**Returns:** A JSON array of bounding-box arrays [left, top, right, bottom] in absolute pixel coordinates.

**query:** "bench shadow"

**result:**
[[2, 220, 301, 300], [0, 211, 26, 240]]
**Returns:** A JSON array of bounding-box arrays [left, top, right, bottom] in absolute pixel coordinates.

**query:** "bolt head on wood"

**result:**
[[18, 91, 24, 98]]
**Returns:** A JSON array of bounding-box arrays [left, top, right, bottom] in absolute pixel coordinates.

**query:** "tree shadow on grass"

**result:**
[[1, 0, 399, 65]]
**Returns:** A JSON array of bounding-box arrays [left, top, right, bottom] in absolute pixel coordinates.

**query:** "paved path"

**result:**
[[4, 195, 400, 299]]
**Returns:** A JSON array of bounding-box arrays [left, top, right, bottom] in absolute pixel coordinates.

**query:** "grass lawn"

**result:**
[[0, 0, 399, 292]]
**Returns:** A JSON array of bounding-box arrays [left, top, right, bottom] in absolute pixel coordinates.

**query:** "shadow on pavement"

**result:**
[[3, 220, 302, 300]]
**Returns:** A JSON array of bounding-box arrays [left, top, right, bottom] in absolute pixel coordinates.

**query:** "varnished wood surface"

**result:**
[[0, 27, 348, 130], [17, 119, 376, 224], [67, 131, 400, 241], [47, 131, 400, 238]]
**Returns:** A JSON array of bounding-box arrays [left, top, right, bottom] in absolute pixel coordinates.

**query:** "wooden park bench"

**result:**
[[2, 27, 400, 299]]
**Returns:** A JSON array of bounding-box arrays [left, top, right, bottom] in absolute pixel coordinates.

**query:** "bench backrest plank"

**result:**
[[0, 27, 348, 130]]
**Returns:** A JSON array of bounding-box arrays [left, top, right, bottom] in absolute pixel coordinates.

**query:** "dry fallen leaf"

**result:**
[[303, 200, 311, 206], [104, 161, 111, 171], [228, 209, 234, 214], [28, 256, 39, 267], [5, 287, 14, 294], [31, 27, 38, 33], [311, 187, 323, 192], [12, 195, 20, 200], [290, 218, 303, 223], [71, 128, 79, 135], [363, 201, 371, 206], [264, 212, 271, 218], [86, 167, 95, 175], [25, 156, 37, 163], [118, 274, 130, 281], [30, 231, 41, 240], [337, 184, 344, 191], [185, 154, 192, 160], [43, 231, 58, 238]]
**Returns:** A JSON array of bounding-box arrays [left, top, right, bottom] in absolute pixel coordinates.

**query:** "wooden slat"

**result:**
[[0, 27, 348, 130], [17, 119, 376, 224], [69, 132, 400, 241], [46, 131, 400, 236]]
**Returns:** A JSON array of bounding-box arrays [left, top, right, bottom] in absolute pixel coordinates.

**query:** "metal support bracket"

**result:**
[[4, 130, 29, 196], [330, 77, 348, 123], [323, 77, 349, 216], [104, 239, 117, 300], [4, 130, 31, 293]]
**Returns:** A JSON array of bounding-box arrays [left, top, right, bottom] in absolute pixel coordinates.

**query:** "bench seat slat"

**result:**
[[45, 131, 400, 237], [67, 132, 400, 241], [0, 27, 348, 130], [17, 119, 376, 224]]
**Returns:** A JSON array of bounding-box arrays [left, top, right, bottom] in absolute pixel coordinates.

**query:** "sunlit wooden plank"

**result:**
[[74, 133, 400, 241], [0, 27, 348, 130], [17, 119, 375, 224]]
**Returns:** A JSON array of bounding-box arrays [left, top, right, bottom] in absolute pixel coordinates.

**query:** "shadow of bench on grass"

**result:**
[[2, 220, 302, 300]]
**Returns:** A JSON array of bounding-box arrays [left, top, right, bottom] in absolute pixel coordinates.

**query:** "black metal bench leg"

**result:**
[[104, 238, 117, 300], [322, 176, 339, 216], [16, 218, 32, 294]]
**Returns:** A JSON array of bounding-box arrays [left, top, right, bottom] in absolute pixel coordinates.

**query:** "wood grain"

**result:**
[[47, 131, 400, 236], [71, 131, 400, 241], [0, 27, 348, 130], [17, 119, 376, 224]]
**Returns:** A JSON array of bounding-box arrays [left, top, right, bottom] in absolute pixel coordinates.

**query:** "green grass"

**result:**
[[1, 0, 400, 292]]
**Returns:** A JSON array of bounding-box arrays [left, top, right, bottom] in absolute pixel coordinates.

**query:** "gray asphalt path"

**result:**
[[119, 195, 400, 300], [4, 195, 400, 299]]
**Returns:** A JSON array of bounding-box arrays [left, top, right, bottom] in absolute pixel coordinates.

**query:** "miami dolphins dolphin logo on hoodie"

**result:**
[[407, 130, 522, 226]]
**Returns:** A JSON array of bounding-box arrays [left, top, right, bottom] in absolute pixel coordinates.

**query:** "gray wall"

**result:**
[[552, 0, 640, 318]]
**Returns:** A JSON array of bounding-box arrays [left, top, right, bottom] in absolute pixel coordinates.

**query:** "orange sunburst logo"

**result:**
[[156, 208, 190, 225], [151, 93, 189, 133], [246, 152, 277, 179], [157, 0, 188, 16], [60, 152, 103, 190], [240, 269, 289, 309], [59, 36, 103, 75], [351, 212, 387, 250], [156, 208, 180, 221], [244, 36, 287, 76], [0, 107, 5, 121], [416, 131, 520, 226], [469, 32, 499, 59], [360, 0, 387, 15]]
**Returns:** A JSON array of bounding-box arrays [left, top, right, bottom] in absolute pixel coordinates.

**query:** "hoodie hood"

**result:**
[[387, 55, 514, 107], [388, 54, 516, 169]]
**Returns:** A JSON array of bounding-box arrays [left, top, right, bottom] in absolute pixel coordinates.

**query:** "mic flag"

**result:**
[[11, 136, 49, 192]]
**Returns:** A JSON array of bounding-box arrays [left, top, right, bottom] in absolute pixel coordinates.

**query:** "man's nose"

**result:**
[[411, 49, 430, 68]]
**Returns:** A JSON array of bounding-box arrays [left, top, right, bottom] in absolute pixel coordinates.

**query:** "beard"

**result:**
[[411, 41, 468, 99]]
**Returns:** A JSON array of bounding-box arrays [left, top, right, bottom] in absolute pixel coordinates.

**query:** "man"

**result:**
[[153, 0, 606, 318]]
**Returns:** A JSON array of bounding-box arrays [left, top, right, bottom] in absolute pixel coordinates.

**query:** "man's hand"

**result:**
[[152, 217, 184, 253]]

+++

**Exercise instructions:** Reply with the number of lines in the data above that contain "metal", and with nothing else.

**Expected answer:** 2